▸ **SOURCE MATERIAL**
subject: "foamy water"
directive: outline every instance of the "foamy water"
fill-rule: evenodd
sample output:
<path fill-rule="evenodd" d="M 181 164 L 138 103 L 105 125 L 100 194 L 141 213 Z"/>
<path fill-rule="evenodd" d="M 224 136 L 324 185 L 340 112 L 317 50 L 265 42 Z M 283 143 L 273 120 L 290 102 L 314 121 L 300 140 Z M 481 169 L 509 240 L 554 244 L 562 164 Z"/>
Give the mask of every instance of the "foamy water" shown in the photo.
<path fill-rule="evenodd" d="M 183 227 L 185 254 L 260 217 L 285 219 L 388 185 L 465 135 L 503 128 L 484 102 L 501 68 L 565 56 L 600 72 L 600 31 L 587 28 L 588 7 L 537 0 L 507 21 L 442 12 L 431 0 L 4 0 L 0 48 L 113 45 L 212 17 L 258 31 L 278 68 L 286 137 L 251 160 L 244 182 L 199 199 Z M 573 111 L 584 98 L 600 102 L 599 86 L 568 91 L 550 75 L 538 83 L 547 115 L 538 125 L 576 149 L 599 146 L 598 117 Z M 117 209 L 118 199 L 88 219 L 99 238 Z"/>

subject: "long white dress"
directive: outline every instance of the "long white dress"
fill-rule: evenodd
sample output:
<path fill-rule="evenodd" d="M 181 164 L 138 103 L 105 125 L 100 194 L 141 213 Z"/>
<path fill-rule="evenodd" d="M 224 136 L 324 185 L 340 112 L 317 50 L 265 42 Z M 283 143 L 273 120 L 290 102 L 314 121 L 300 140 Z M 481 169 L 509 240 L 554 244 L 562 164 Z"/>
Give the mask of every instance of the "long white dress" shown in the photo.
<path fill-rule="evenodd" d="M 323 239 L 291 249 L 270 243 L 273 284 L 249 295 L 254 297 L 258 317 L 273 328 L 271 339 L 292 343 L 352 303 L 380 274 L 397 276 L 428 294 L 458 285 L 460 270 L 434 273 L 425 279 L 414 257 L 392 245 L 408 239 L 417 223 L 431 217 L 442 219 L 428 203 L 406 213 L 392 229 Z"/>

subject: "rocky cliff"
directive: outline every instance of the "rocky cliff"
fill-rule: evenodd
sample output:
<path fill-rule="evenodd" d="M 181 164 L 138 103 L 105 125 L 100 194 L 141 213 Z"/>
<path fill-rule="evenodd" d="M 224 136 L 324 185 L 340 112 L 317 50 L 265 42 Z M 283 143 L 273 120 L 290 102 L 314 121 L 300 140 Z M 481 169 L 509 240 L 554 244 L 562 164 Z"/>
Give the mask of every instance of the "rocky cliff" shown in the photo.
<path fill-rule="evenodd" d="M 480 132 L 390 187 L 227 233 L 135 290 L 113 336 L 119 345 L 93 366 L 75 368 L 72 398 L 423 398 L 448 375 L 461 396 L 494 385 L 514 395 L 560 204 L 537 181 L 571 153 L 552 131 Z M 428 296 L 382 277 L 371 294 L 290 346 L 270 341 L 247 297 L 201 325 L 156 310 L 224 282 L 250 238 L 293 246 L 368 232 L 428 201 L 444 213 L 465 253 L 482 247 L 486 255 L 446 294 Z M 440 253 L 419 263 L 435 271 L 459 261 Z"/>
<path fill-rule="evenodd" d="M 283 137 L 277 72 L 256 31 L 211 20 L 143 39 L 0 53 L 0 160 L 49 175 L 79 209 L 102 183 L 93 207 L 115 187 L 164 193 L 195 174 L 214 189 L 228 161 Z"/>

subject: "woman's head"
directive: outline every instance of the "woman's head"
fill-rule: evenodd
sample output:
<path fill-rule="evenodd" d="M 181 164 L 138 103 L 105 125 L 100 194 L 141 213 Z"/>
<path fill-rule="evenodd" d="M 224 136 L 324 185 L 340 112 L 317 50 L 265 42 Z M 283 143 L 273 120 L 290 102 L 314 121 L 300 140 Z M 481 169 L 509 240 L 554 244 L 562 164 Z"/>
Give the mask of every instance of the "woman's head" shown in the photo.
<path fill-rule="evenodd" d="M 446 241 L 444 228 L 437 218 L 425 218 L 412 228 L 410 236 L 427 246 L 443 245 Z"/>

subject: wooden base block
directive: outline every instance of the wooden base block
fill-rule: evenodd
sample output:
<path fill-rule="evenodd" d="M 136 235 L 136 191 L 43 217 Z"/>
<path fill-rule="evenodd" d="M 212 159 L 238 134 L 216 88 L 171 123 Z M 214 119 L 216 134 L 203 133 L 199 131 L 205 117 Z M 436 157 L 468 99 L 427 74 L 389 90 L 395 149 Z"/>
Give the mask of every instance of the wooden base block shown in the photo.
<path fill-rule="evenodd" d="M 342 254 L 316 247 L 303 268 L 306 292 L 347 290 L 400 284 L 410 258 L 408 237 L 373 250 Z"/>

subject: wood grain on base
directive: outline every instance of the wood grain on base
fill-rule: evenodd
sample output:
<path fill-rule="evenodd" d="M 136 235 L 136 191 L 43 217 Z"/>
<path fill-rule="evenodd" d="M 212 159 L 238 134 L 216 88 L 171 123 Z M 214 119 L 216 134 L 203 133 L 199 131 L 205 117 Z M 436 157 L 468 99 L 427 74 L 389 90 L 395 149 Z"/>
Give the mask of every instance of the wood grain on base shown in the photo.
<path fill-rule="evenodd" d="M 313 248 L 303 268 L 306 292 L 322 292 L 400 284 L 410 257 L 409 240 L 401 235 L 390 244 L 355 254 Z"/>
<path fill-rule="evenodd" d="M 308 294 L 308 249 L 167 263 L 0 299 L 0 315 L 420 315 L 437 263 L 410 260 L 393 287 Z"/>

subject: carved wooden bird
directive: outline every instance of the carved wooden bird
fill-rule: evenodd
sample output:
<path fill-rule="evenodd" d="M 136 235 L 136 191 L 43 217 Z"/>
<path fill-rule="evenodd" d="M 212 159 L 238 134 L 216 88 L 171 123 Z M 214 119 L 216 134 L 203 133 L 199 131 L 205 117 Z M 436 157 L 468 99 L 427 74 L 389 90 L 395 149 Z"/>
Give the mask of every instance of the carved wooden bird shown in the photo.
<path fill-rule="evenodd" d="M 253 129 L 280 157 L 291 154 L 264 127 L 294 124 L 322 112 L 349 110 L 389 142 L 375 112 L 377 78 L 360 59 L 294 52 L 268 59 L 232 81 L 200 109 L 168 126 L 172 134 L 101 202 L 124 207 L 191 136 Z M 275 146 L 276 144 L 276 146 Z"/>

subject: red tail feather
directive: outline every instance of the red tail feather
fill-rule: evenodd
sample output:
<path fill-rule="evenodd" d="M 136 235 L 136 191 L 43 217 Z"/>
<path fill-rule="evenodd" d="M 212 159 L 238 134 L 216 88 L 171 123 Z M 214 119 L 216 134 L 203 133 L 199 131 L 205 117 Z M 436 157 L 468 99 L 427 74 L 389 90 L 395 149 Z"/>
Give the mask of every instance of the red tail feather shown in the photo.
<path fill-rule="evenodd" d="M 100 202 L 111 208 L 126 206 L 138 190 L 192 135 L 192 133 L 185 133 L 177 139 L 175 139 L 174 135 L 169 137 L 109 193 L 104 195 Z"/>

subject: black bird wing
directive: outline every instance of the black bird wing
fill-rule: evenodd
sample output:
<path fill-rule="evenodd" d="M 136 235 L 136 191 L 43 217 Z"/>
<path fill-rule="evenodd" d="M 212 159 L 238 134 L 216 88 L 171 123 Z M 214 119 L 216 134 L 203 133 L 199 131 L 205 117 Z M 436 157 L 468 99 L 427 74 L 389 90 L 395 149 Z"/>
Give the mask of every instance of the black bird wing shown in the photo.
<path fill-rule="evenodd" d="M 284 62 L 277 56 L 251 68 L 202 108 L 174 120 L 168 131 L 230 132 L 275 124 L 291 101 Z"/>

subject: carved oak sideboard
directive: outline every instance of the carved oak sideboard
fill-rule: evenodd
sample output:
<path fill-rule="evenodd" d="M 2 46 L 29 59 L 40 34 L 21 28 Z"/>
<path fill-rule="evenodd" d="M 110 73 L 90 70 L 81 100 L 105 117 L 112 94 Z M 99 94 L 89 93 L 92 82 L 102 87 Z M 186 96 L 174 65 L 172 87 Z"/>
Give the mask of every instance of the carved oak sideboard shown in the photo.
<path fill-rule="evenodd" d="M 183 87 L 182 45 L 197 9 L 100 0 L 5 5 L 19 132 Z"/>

▸ **EXERCISE PROMPT**
Your task is to reproduce exactly the lines that begin with the one containing "110 73 L 90" and continue to the end of the data, both ends included.

▸ **REPLY TO THE TASK**
<path fill-rule="evenodd" d="M 110 73 L 90 70 L 81 100 L 105 117 L 112 94 Z M 99 94 L 89 93 L 92 82 L 102 87 Z M 186 96 L 174 65 L 172 87 Z"/>
Give the mask of every instance of the carved oak sideboard shown in the photo.
<path fill-rule="evenodd" d="M 183 87 L 182 45 L 197 9 L 100 0 L 5 5 L 19 132 Z"/>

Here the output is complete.